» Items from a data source
────────────────────────────────────────

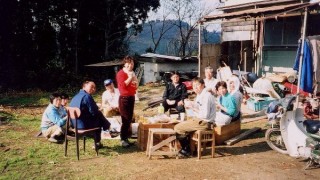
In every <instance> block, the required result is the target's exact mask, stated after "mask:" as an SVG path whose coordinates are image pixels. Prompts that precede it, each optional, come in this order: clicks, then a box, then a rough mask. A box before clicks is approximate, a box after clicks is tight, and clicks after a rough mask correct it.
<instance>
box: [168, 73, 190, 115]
mask: <svg viewBox="0 0 320 180" xmlns="http://www.w3.org/2000/svg"><path fill="white" fill-rule="evenodd" d="M171 80H172V82H169V83H168V84H167V85H166V89H165V91H164V93H163V103H162V104H163V107H164V112H167V111H168V109H169V108H176V110H177V111H179V112H180V113H181V112H185V108H184V100H185V99H186V98H187V97H188V93H187V87H186V85H184V84H183V83H181V82H180V74H179V73H178V72H173V73H171Z"/></svg>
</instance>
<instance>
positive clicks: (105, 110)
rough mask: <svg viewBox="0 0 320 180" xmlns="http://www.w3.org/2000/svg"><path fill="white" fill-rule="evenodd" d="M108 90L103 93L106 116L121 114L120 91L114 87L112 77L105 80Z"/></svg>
mask: <svg viewBox="0 0 320 180" xmlns="http://www.w3.org/2000/svg"><path fill="white" fill-rule="evenodd" d="M103 84H104V86H105V88H106V90H105V91H104V92H103V94H102V109H103V115H104V116H105V117H112V116H115V115H120V113H119V97H120V92H119V90H118V89H117V88H115V87H114V84H113V81H112V80H111V79H106V80H105V81H104V82H103Z"/></svg>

────────────────────────────────────────

» TASK
Filter the records above for the string "clicks" and copy each matching line.

» TASK SOLUTION
In every <instance> block, the required result is the target's exact mask, stated after "mask:" as an SVG path whose coordinates are image pixels. Prompts that precede it, each optional, come in this order: clicks, then a box, then a rough mask. A box before clicks is approximate, a box after clicks is tight, and clicks after a rough mask correct it.
positive clicks: (105, 110)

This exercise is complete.